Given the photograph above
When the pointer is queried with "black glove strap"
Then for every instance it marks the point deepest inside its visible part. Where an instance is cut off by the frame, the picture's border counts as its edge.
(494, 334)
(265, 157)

### Instructions for the task
Please provide an exact transcription of each line from the one holding "Then for every" through the final line of the data above.

### Result of this exercise
Then for every instance it marks the point deepest inside its visible part. Where an instance is cut off by the frame, the picture's border counts as its edge.
(494, 334)
(265, 157)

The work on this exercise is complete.